Text-to-region grounding data
* * * * *
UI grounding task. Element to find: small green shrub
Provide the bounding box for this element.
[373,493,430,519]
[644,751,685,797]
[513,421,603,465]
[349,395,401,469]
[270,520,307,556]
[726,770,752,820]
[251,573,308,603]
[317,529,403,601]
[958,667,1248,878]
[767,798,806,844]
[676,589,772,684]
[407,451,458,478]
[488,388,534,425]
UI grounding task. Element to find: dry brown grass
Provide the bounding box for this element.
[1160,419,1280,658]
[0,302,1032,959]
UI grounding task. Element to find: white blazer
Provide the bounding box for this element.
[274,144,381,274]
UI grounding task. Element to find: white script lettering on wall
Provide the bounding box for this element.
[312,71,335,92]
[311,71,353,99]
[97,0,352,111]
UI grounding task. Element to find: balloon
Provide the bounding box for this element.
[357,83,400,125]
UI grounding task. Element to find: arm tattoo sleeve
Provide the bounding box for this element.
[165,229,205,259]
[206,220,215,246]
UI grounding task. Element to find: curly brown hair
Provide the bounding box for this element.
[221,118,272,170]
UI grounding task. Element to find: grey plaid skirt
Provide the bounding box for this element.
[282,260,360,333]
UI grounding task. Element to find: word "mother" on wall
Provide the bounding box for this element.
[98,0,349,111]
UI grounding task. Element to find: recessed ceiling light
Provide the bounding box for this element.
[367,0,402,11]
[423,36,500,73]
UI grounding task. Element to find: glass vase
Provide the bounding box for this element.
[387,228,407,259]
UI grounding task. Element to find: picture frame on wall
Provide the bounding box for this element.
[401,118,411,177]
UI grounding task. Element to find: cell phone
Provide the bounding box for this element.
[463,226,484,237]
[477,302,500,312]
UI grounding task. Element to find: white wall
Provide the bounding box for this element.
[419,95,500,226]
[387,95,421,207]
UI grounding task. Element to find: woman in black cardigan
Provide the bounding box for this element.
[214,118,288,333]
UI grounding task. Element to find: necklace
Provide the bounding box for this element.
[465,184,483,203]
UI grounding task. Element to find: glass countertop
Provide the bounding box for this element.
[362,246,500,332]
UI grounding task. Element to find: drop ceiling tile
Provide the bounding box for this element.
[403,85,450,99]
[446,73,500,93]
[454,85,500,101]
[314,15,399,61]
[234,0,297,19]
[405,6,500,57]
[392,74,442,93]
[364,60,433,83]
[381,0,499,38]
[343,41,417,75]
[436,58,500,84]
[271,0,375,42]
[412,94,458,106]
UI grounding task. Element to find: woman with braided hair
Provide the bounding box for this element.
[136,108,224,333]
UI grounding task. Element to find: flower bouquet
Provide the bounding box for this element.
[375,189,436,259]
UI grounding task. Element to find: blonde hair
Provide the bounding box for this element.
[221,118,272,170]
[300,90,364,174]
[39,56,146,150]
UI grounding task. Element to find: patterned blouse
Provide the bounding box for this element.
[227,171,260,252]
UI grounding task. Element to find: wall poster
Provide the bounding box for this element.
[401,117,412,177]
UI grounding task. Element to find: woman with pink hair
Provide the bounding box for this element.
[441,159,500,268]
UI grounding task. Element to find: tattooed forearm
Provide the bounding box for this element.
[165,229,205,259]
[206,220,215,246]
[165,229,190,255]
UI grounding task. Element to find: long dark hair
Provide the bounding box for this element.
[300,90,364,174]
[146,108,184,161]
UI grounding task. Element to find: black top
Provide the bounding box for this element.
* * * * *
Instructions for the task = Could you copy every record above exactly as it appears?

Response below =
UI grounding task. Element to find: small green shrub
Provide the bounding box for this element.
[373,493,430,519]
[644,751,685,797]
[513,421,603,465]
[349,395,401,469]
[270,520,307,556]
[726,770,752,820]
[251,573,308,603]
[317,529,403,601]
[958,667,1248,878]
[767,798,806,844]
[676,589,772,684]
[407,451,458,478]
[488,388,534,425]
UI grounding task. Element to find: dry brown grass
Provide the bounding box for this element.
[1160,419,1280,658]
[0,302,1032,959]
UI grounding task. Element to find: white blazer
Provide the bounding box for this element.
[274,144,381,274]
UI grounding task. Element to find: white script lettering on wall
Provide the bounding box for this element.
[312,71,335,92]
[311,71,353,99]
[97,0,352,111]
UI grounding task. Element to find: balloon
Provide the bounding box for this element.
[357,83,400,125]
UI grounding task. Element to find: arm tattoo sleeve
Provide the bounding box for this element.
[165,229,205,259]
[206,220,215,246]
UI grounding task. Element to find: curly brown hair
Provide the bounding box for this element.
[221,118,272,170]
UI grounding task. Element to find: grey plaid skirt
Provide the bounding box for this element.
[282,260,360,333]
UI grounding task. Element to find: word "mother" on wall
Provide the bounding box for this element.
[98,0,349,111]
UI grounding task. Element to find: recessed ceiling light
Provide the bounding box for this element.
[367,0,402,11]
[423,36,500,73]
UI grounding task. Element to find: glass vase
Provide the bounding box for this element.
[387,228,407,259]
UI grounding task. Element to find: picture frame on wall
Provide the bounding box for this element.
[401,118,411,177]
UI grounding task. Element to find: cell phone
Provide the bounding box for this element.
[463,226,484,237]
[477,302,500,312]
UI grounding task. Element to find: white wall
Provide the bounding box for this element.
[419,95,500,226]
[387,95,421,207]
UI grounding task. Element to find: woman in black cardigan
Provide the bounding box for this element.
[214,118,288,333]
UI grounding task. Element to find: necklace
Provide the bounding box for this element.
[465,184,483,203]
UI grounding task. Element to find: glass countertop
Provide the bounding box for this element.
[362,246,500,332]
UI grounding task. Element to find: drop ceiling tile
Provide the bounding box for this element.
[403,85,450,99]
[446,73,500,93]
[454,85,500,101]
[314,15,399,61]
[234,0,297,19]
[405,6,500,57]
[392,74,442,93]
[364,60,433,83]
[381,0,499,38]
[343,41,417,75]
[436,58,500,84]
[271,0,375,42]
[412,94,458,106]
UI grounding task. Element to find: woman with braided hair
Provide the bounding box for this element.
[136,108,224,333]
UI grounding task. Element to find: flower bouquet
Provide the bounding box for this element.
[375,189,436,259]
UI grounding task. Element to find: blonde hair
Provide the bounding box for this element.
[221,118,272,170]
[300,90,364,174]
[39,56,146,150]
UI grounding task. Element to find: patterned blouse
Provide the bounding box for this element.
[227,171,260,252]
UI grounding task. Element to find: wall poster
Provide the bounding box for this element.
[401,117,412,177]
UI grounding task. Element to find: woman with pink hair
Provide the bounding box for this element.
[441,159,500,268]
UI grounding task. Element to find: tattooed forearm
Provide the bounding box for this element.
[165,229,205,259]
[206,220,215,246]
[165,229,190,255]
UI grounding task. Element to find: long dark hair
Provide the bounding box for this element.
[300,90,364,174]
[146,108,184,161]
UI grounding task. Element to find: black top
Provide the bounding box for this element.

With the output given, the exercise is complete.